| Provided material |
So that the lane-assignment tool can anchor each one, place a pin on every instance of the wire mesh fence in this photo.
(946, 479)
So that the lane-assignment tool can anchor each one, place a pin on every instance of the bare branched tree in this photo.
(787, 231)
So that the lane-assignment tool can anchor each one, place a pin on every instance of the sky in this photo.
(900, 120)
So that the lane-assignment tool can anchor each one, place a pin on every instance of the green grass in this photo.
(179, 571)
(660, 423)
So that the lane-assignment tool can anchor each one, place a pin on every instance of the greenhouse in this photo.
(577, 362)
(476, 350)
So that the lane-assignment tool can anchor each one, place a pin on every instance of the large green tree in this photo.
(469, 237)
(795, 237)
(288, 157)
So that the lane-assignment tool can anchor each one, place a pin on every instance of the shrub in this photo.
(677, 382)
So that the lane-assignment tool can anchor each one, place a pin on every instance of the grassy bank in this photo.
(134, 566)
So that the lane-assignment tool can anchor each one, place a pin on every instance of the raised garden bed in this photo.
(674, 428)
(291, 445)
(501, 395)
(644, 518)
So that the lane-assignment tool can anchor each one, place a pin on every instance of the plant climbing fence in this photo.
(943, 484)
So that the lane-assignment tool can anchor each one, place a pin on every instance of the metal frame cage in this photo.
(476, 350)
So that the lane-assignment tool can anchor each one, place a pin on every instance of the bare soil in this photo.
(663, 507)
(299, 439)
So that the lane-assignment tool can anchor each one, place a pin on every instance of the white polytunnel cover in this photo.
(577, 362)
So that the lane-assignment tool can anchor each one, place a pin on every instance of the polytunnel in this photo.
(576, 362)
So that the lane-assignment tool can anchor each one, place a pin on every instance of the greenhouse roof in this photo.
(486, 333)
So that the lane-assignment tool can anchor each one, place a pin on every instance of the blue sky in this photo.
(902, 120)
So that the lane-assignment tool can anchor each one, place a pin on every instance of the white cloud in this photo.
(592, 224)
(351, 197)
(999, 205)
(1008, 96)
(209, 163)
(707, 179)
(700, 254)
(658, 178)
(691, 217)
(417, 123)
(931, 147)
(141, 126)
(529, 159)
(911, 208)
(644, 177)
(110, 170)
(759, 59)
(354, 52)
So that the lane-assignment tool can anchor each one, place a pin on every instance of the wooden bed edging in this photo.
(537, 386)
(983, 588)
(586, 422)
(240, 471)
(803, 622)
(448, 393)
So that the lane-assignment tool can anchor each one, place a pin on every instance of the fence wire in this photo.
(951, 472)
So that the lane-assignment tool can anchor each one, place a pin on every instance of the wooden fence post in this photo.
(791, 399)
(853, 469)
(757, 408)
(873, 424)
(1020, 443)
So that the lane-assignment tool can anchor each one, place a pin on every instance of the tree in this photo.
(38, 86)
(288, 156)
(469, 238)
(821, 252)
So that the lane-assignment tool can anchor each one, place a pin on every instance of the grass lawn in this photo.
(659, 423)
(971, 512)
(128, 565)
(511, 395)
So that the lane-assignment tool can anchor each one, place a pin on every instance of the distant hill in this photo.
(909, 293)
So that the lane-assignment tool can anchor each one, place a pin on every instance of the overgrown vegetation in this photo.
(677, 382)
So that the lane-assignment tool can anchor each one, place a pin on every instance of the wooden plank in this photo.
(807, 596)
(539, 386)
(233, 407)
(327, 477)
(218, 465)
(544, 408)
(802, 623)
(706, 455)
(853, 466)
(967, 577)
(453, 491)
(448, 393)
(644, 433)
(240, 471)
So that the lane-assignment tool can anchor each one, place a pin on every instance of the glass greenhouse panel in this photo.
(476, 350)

| What you will do |
Retype the data in full, exactly.

| Your response |
So that the lane-assignment tool can anchor each one, place a pin on every instance of the wire mesh fence in this photo.
(946, 479)
So that the lane-assignment tool can anchor each one, place a pin on every instance of the bare branched tree in this photo.
(787, 231)
So that the lane-assignment tool can anchor each one, place a pin on every instance of the sky in this photo.
(900, 120)
So that the lane-assignment tool can anchor each one, place a pin on every instance of the green grass in this photo.
(179, 571)
(660, 423)
So that the lane-assignment tool can anchor each one, place a pin on every instance of the greenhouse in this photo.
(577, 362)
(476, 350)
So that the lane-assignment tool can anchor each one, place a pin on every instance of the large green tree in this photo.
(469, 237)
(795, 237)
(288, 157)
So that the lane-assignment tool can anchor each one, place a pin on every instance of the shrub in this photo.
(677, 382)
So that the lane-assignment tool can anchor each one, place a pin on every instance of the grassy bank in this photo.
(134, 566)
So that the lane-assignment tool can anchor each one, place a pin on every instance of the raised garden bed in this photo.
(674, 428)
(291, 445)
(501, 395)
(644, 518)
So that the lane-assignment tool can anchor each one, place a pin on every instance of the plant climbing fence in this photo.
(943, 484)
So that the lane-assignment tool can anchor each one, place a pin on every instance of the metal frame cage in this photo.
(476, 350)
So that the lane-assignment tool can anchor each one, place a pin on every instance of the bare soil in this photo.
(663, 507)
(299, 439)
So that the lane-assignment tool can anchor each one, place a pin on every instance of the white polytunnel cover in this photo.
(577, 362)
So that the lane-assignment tool can anchor each one, place a pin on every instance of the polytunnel in this photo.
(576, 362)
So that the lane-assignment tool can anchor each one, place a pin on every instance of the greenhouse roof in this photo.
(486, 333)
So that the lane-assignment tool can anchor each one, place a pin on every instance of the blue sky in this photo.
(902, 120)
So that the lane-assignment tool can anchor each one, place a pin on every instance of the white cloud in this photo.
(592, 224)
(351, 197)
(999, 205)
(1008, 96)
(209, 163)
(707, 179)
(700, 254)
(658, 178)
(691, 217)
(417, 123)
(931, 147)
(141, 126)
(529, 159)
(911, 208)
(644, 177)
(110, 170)
(759, 59)
(354, 52)
So that the lane-assignment tool can anchor each one, place a pin on every instance of the wooden bed edging in this photo.
(537, 386)
(983, 588)
(586, 422)
(240, 471)
(803, 622)
(448, 393)
So that the lane-assignment tool can anchor each one, place a pin on every instance of the fence wire in this photo.
(951, 472)
So that the lane-assignment tool can anchor each one, place a pin on every instance of the wooden fence post in this photo.
(791, 399)
(853, 469)
(757, 408)
(873, 424)
(1020, 443)
So that the lane-assignment tool can anchor each one, place a pin on every instance of the tree in this photo.
(38, 86)
(288, 156)
(469, 238)
(821, 252)
So that the lane-assignment tool can anchor each one, place a pin on every instance of the grass lawn in this photo.
(659, 423)
(971, 512)
(128, 565)
(511, 395)
So that the lane-assignment tool can anchor each one, place a pin on every instance of the distant hill in this photo.
(909, 293)
So that the lane-assignment tool can anchor each one, place a pin on every instance of the overgrown vegetation in this photo.
(677, 382)
So that the lane-assignment tool can anchor each one, place a pin on every instance of the wooden plank in this photo.
(807, 596)
(539, 386)
(233, 407)
(327, 477)
(218, 465)
(544, 408)
(802, 623)
(706, 455)
(853, 466)
(967, 577)
(453, 491)
(448, 393)
(644, 433)
(240, 471)
So that the lane-assignment tool can anchor each one, place a pin on every instance of the glass greenhouse panel in this photo.
(476, 350)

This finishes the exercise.